Também Fernando Nobre, o grande altruísta da AMI, o ex-candidato à presidência da República, que fez da independência em relação aos partidos a sua grande bandeira de campanha, esqueceu os valores que dizia serem o baluarte indestrutível na condução da sua intervenção cívico-política, para se deixar seduzir pelo primeiro isco suculento que lhe foi lançado por um dos partidos responsáveis pela situação que ele tanto criticou como candidato.
Qual nobreza, qual política? E que ética é que merece esse nome?

11 abril 2011

 

Confissão de derrota da NATO

Rasmussen, o amigo e aliado de Bush, que agora faz de secretário-geral da NATO, já reconheceu a incapacidade de vitória militar na Líbia e preconiza agora uma "solução política"...
Sarkozy perdeu a guerra. Não entrará em Tripoli como Napoleão (o autêntico) entrou no Cairo (aliás, por pouco tempo). Vai ficar em Paris a fiscalizar as muçulmanas que usam burqa...
Na Líbia, chegou o tempo das negociações. Melhor, da palavra do povo. O regime líbio precisa de uma refundação, de uma relegitimação. O povo líbio não precisa mais de "guias" eternos. Precisa de exercer o poder por ele próprio.
Sem tutela de iluminados, nem a intromissão de estrangeiros.
E a NATO que recolha as suas garras, que saíram chamuscadas da contenda.

 

Não se paga, não se paga!

Disseram os islandeses no referendo de sábado.
Parafraseando Kennedy, direi que hoje sou islandês!
Mas este grito de soberania popular já está a fazer a Islândia correr o perigo de excomunhão por uma "agência de rating" que dá pelo nome de Moody's, que ameaça pô-la no "lixo"!!!
Arrogância típica destes senhores anónimos, que ninguém controla, que nada legitima, mas que são elevados pelo "sistema" a sacerdotes infalíveis, a juízes implacáveis decretando penas sem recurso, nem audiência prévia dos condenados...
Quem lhes deu esses poderes?

10 abril 2011

 

Líbia: empate técnico?

O "Ocidente" foi autorizado a intervir militarmente (e aereamente) na Líbia para proteger civis, mas desde o princípio se percebeu (para quem não tivesse antes percebido) que o objectivo da intervenção era combater o regime de Khadafi e preparar o caminho à vitória dos rebeldes.

(TAREFAS):
A – Enumera, pela ordem em que surgem, todas as pessoas nomeadas no excerto sobre a política portuguesa e a guerra na Líbia.
B – Devolve, sem qualquer alteração, as linhas da listagem que começam na linha que contém "target: **evergreen tree**" e terminam na linha que contém "583 59 L 583", incluindo ambas.

[Itens de marcação de regiões]
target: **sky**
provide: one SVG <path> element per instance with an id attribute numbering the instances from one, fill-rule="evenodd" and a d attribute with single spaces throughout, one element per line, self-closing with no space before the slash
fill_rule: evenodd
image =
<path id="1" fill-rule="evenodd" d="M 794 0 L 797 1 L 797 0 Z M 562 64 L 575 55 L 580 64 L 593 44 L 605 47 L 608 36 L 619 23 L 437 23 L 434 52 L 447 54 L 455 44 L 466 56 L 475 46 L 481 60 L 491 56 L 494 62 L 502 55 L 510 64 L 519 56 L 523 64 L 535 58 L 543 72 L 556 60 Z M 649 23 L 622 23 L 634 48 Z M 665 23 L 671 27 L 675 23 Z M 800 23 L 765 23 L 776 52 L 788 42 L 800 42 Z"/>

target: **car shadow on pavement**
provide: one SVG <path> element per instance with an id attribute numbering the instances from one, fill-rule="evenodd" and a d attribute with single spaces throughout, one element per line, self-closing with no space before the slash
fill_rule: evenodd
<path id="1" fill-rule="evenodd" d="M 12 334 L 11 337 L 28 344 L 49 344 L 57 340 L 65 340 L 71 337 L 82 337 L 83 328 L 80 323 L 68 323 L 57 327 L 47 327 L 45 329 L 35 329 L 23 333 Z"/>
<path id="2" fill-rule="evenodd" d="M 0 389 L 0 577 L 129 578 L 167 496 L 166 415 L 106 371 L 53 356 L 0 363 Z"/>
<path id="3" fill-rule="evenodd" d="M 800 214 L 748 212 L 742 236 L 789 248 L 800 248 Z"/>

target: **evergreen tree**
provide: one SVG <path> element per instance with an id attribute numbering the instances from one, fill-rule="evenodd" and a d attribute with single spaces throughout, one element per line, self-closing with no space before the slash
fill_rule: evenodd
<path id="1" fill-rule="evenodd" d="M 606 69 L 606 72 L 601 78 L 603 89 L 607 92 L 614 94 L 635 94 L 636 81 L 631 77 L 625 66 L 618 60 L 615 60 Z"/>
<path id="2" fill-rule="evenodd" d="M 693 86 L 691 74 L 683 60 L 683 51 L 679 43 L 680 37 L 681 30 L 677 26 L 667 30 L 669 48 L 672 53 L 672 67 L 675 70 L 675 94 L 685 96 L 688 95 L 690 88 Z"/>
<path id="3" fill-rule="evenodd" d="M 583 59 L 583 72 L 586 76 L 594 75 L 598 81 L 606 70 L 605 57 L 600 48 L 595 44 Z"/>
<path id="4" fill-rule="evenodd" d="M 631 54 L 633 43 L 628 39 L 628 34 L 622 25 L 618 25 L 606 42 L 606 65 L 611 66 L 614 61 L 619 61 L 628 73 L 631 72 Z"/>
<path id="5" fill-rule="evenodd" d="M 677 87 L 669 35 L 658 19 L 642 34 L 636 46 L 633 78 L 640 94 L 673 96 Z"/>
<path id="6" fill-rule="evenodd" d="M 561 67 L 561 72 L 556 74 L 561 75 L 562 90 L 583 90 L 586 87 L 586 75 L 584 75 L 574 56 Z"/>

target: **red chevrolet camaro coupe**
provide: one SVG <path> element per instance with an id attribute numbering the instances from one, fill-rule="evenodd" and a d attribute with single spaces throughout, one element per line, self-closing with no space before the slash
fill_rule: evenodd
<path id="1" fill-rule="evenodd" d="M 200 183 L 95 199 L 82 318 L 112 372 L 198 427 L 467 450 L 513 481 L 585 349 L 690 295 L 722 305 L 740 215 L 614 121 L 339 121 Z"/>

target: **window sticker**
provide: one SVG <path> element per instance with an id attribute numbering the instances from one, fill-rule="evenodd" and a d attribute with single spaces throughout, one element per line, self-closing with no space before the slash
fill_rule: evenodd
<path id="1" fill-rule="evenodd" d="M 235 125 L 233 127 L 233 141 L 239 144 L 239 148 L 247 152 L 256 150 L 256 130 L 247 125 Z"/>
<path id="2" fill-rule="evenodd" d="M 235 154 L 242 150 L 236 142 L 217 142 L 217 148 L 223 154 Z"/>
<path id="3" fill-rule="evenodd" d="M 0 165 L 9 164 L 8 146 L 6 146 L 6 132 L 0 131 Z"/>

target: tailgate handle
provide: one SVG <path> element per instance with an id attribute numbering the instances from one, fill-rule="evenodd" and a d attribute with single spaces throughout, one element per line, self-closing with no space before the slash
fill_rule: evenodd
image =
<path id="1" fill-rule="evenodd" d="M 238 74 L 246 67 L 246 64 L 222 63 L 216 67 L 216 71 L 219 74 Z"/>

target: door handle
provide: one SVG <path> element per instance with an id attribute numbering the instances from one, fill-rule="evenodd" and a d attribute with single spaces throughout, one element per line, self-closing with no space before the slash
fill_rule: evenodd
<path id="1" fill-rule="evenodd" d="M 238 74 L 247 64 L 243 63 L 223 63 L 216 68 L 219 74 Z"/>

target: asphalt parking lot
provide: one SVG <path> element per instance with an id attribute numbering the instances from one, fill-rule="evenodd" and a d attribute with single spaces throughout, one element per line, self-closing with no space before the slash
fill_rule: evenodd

(RESULTADOS DAS TAREFAS):
A – Fernando Nobre, Rasmussen, Bush, Sarkozy, Napoleão, Kennedy, Khadafi

B –
target: **evergreen tree**
provide: one SVG <path> element per instance with an id attribute numbering the instances from one, fill-rule="evenodd" and a d attribute with single spaces throughout, one element per line, self-closing with no space before the slash
fill_rule: evenodd
<path id="1" fill-rule="evenodd" d="M 606 69 L 606 72 L 601 78 L 603 89 L 607 92 L 614 94 L 635 94 L 636 81 L 631 77 L 625 66 L 618 60 L 615 60 Z"/>
<path id="2" fill-rule="evenodd" d="M 693 86 L 691 74 L 683 60 L 683 51 L 679 43 L 680 37 L 681 30 L 677 26 L 667 30 L 669 48 L 672 53 L 672 67 L 675 70 L 675 94 L 685 96 L 688 95 L 690 88 Z"/>
<path id="3" fill-rule="evenodd" d="M 583 59 L 583 72 L 586 76 L 594 75 L 598 81 L 606 70 L 605 57 L 600 48 L 595 44 Z"/>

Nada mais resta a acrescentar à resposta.